# [ITEMS]
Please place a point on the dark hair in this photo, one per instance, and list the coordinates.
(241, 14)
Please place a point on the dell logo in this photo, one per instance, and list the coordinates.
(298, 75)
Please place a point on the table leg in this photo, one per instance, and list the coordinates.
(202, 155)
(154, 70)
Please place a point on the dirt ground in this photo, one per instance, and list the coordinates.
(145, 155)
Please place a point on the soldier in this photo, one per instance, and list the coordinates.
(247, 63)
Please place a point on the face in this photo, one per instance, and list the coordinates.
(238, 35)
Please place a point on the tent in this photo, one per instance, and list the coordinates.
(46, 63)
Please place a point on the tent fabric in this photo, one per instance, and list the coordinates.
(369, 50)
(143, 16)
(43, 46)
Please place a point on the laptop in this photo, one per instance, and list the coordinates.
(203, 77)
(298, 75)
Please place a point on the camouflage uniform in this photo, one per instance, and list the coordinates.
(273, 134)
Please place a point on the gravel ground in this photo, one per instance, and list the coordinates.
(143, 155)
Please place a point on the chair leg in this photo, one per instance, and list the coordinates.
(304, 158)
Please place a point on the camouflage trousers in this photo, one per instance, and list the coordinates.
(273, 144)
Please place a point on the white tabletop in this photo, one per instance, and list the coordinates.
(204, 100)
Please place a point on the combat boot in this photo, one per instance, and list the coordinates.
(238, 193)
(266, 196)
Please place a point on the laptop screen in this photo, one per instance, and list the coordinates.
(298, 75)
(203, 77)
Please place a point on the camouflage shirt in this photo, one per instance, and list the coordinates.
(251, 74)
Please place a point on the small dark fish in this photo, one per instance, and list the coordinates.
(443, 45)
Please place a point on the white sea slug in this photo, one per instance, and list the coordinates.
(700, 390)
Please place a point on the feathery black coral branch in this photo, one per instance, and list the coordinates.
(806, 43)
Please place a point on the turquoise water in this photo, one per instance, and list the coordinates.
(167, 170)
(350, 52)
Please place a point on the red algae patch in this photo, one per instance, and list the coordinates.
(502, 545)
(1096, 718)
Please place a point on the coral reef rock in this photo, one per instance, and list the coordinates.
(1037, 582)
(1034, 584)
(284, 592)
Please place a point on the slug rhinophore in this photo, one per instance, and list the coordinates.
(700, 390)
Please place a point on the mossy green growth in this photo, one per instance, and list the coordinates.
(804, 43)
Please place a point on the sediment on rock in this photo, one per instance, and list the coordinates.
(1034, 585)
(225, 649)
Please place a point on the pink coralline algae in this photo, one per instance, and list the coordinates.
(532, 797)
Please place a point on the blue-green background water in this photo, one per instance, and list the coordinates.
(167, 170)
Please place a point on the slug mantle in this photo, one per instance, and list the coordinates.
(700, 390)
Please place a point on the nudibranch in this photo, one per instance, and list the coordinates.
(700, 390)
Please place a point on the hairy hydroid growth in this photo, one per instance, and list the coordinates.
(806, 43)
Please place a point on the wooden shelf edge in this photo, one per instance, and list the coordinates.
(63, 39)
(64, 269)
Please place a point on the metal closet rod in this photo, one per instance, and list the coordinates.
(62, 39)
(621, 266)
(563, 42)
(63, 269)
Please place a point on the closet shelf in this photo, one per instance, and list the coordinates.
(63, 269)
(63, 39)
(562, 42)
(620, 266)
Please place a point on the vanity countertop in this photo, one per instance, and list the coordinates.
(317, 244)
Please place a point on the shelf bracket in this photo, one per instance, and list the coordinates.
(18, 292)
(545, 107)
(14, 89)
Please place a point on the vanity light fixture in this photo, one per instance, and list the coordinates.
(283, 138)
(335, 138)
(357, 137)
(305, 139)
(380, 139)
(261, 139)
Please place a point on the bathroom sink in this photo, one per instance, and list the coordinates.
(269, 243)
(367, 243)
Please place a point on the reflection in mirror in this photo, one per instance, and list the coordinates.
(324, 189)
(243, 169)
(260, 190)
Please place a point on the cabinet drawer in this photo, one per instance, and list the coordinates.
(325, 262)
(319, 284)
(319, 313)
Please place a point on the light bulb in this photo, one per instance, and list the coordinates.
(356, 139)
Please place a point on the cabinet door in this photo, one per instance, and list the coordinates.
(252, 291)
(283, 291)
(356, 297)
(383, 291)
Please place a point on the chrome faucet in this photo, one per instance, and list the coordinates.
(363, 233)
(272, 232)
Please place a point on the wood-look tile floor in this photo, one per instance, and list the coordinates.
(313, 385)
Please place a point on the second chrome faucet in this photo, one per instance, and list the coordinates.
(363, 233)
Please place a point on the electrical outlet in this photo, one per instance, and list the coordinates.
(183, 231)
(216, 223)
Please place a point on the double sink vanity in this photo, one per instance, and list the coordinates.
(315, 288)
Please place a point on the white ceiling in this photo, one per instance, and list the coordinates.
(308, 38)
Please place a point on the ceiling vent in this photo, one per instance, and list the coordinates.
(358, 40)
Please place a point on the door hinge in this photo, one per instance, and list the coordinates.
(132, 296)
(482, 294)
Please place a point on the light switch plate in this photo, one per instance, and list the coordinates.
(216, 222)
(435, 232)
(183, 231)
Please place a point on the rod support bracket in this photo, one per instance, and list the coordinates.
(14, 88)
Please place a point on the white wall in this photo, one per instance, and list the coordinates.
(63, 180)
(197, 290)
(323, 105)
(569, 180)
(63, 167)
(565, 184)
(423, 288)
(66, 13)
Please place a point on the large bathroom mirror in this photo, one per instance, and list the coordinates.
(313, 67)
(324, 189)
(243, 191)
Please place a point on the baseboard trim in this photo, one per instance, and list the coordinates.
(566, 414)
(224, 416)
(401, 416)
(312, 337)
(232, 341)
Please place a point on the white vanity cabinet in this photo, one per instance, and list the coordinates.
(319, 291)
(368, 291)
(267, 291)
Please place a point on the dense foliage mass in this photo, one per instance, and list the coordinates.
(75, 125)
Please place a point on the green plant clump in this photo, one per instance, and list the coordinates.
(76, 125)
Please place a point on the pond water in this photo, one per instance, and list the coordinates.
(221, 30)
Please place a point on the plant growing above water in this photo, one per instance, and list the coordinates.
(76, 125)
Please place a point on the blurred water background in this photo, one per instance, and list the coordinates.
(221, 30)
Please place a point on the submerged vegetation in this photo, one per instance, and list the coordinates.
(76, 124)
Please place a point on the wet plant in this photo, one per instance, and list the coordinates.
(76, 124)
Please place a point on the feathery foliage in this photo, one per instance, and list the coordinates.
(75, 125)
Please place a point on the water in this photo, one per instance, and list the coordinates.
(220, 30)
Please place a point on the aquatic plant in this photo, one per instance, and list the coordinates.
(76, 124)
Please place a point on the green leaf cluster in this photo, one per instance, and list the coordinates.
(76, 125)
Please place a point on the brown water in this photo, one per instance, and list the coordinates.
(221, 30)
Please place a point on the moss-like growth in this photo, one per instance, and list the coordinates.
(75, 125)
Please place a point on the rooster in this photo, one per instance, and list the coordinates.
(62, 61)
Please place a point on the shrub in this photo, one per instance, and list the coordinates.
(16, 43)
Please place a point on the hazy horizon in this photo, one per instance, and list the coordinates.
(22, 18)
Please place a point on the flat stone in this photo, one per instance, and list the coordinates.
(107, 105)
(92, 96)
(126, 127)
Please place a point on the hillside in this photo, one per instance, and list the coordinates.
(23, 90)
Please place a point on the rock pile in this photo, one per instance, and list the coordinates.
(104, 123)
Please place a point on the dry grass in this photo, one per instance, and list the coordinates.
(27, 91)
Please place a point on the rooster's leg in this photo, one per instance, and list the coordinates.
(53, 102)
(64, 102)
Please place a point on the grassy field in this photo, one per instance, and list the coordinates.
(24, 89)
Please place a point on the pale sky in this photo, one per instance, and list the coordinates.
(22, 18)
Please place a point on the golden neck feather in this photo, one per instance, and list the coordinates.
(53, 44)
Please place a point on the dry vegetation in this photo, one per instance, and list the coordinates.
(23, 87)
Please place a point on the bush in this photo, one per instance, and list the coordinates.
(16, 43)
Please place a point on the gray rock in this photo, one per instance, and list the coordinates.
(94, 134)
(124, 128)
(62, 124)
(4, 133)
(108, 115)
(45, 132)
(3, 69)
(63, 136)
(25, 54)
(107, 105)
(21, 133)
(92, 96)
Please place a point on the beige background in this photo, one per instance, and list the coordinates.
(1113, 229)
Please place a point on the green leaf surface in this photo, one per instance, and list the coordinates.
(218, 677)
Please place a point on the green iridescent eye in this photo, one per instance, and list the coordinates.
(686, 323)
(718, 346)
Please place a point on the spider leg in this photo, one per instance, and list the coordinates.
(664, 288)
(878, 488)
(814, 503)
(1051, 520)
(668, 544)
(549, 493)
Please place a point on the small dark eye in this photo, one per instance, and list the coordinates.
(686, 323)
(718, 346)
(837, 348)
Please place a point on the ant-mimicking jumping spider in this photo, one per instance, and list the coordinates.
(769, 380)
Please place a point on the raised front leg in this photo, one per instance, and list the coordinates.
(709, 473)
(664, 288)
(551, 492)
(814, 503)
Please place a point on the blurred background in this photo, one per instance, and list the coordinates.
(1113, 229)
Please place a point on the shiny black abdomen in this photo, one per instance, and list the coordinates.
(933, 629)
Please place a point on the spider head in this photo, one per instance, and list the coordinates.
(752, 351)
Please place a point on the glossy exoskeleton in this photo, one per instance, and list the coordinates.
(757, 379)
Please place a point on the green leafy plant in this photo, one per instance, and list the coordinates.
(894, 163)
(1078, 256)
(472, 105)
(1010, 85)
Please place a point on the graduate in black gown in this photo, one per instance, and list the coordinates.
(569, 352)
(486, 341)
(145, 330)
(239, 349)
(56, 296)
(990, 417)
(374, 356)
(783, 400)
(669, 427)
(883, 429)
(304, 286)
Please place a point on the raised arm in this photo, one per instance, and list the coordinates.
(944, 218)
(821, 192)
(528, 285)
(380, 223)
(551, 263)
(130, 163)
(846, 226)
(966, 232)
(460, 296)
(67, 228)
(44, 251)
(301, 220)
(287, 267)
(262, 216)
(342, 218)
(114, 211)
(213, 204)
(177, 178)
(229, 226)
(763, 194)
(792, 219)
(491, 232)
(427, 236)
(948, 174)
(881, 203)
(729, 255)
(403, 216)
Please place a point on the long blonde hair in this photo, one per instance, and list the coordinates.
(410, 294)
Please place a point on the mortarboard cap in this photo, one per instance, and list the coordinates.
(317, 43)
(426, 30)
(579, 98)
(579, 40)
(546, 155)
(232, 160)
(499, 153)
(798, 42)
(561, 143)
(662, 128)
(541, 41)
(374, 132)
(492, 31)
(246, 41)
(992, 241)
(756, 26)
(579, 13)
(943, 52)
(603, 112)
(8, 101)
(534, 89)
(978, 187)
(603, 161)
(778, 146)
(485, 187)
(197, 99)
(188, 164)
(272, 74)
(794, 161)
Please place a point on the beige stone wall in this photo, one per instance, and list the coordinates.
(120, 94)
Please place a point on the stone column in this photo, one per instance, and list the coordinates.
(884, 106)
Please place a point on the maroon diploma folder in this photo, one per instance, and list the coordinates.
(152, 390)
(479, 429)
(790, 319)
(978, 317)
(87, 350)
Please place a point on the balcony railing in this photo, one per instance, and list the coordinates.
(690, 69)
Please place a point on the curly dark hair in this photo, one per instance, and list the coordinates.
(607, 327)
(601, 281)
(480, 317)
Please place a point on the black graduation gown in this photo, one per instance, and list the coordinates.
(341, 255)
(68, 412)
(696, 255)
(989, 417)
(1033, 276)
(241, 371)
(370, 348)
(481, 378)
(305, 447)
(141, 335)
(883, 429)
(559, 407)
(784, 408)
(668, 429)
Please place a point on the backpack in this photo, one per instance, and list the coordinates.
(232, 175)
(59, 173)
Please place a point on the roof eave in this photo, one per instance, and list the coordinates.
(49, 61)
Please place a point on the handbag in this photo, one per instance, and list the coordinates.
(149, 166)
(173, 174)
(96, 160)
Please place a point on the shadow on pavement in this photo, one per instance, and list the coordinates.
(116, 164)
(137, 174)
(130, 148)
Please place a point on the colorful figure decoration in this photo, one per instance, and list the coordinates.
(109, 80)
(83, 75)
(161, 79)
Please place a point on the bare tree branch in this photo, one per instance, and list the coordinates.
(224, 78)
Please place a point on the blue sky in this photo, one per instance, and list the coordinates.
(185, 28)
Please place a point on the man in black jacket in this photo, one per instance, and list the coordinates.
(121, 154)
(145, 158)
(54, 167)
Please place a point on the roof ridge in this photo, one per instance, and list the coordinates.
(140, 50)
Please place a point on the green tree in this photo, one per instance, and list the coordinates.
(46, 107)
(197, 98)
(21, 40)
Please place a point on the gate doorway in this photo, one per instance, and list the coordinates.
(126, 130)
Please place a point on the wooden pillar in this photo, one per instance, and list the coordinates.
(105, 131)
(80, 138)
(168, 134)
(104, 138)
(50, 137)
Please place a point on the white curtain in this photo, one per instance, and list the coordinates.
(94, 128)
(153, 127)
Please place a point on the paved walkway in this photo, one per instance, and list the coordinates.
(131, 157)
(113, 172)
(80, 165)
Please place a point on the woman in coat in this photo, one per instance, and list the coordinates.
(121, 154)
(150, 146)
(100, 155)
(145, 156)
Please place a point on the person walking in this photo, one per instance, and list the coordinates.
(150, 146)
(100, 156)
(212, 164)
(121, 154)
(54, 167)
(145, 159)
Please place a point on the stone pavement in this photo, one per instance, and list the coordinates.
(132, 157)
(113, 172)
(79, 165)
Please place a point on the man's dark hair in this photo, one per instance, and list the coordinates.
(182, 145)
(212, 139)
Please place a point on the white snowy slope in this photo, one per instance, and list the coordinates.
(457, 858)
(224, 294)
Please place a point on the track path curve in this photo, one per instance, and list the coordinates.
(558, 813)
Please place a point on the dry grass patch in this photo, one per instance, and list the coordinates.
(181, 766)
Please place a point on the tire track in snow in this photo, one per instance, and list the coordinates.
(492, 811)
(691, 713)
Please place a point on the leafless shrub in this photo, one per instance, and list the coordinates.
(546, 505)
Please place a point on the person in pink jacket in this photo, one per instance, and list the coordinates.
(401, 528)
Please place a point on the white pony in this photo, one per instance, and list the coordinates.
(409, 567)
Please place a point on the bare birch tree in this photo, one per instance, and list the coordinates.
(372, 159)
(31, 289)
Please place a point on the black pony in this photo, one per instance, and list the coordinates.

# [WHAT IS EXPECTED]
The required output is the span of lines from the one containing "Please place a point on the track" to the last line, reproduced character for character.

# [RIGHT ANSWER]
Please place a point on the track path curve in this photo, one per instance, and list the coordinates.
(558, 813)
Please place a point on the dry grass patch in this photo, one per instance, and list the coordinates.
(181, 766)
Please place a point on the tire track in snow in this photo, one per instance, and list the coordinates.
(492, 811)
(691, 713)
Please place a point on the leafless shrub in this photo, one per instance, and list the coordinates.
(546, 505)
Please place a point on the person in pink jacket in this photo, one per instance, and list the coordinates.
(401, 528)
Please place a point on the white pony in this photo, one per instance, and list the coordinates.
(409, 567)
Please place a point on the bare birch tree in this photo, one per instance, and list the coordinates.
(372, 159)
(31, 289)
Please place a point on the black pony in this photo, one per instance, and list the coordinates.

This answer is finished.